====== Input data ======
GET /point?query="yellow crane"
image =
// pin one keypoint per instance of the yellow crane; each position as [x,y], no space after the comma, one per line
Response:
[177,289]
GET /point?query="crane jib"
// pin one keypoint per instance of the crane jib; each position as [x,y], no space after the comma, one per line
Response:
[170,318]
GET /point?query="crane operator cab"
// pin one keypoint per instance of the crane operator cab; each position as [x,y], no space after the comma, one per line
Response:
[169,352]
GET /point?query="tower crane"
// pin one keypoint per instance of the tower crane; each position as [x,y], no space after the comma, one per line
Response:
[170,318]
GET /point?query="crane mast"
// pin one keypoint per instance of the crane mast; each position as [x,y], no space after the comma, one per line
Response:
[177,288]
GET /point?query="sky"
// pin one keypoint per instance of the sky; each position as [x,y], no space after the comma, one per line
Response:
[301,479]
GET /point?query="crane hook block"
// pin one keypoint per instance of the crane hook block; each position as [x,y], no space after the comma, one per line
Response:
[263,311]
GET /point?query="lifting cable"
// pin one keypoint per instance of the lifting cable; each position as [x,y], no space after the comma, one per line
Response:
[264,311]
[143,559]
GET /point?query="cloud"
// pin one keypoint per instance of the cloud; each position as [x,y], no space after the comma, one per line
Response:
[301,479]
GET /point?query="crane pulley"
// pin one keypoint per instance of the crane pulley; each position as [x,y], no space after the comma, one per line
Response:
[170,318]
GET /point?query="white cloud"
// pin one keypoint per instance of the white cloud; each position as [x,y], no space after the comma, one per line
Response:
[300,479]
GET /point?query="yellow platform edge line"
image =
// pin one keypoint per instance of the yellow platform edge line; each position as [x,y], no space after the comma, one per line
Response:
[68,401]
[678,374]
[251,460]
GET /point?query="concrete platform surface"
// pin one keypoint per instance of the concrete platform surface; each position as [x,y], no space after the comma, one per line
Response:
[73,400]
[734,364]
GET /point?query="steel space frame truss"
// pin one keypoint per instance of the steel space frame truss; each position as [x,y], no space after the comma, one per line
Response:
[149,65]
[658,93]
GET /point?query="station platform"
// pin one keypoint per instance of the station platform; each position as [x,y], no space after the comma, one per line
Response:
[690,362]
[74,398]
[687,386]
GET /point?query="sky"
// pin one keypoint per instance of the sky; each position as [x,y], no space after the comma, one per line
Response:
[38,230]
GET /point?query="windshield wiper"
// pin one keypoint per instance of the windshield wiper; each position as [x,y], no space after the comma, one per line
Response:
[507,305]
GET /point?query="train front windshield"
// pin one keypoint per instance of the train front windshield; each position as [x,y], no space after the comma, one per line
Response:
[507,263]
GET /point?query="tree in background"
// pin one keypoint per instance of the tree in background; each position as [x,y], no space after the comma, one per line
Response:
======
--- Exercise prompt ---
Using the data above, output each line exactly.

--- Result below ---
GET /point?query="yellow crane"
image =
// pin one keypoint per instance of the yellow crane; each position as [x,y], no space after the comma, one per line
Response:
[177,289]
GET /point?query="crane jib"
// pin one keypoint per instance of the crane jib; each position as [x,y], no space after the comma, one per line
Response:
[170,318]
GET /point?query="crane operator cab"
// pin one keypoint per instance of the crane operator cab; each position as [x,y], no space after the comma, one per line
Response:
[169,352]
GET /point?query="tower crane"
// pin one keypoint per instance of the tower crane; each position as [x,y], no space after the comma, one per line
Response:
[170,318]
GET /point?query="crane mast"
// pin one keypoint per instance of the crane mast; each position as [x,y], no space after the comma, one per line
Response:
[177,288]
GET /point?query="sky"
// pin one keypoint per instance of the sky; each position as [x,y], no space after the comma, one per line
Response:
[301,479]
GET /point?query="crane hook block"
// pin one keypoint per instance of the crane hook block; each position as [x,y], no space after the comma, one per line
Response:
[263,311]
GET /point?query="lifting cable"
// pin one keypoint per instance of the lifting cable; each position as [x,y], no space after the comma, one per line
Response:
[264,311]
[143,559]
GET /point?query="cloud"
// pin one keypoint per instance of the cloud; each position as [x,y], no space after the comma, one per line
Response:
[301,479]
GET /point?query="crane pulley"
// pin one keypoint per instance of the crane pulley; each position as [x,y], no space after the comma, one per line
Response:
[170,318]
GET /point?query="white cloud"
// pin one keypoint per instance of the white cloud; each position as [x,y], no space after the comma, one per line
Response:
[300,479]
GET /point?query="yellow platform edge line"
image =
// pin one keypoint per instance of the yellow platform edge line; each position as [x,y], no space after the comma, one per line
Response:
[68,401]
[678,374]
[251,460]
GET /point?query="concrete platform surface"
// pin one keypoint per instance of the concrete platform surface; each position as [x,y], no space after the comma, one per line
Response:
[73,400]
[734,364]
GET /point?query="steel space frame truss"
// pin one keypoint per instance of the steel space frame truss; each position as [x,y], no space after the comma, one per line
Response:
[149,65]
[658,93]
GET /point?query="station platform"
// pin one keypoint per instance of the station platform; each position as [x,y], no space after the comma, one per line
Response:
[690,362]
[74,398]
[687,386]
GET /point?query="sky"
// pin one keypoint per instance of the sky; each position as [x,y], no space after the comma, one per line
Response:
[38,230]
GET /point?query="windshield wiper"
// pin one keypoint per instance of the windshield wiper; each position as [x,y], no space after the comma, one per line
Response:
[507,305]
GET /point?query="train front windshield"
// pin one keypoint per instance of the train front windshield; each position as [x,y], no space after the comma, one per line
Response:
[507,263]
GET /point?query="tree in background"
// pin one keypoint per instance of the tree in background; each position as [x,y], no space after the comma, one per line
Response:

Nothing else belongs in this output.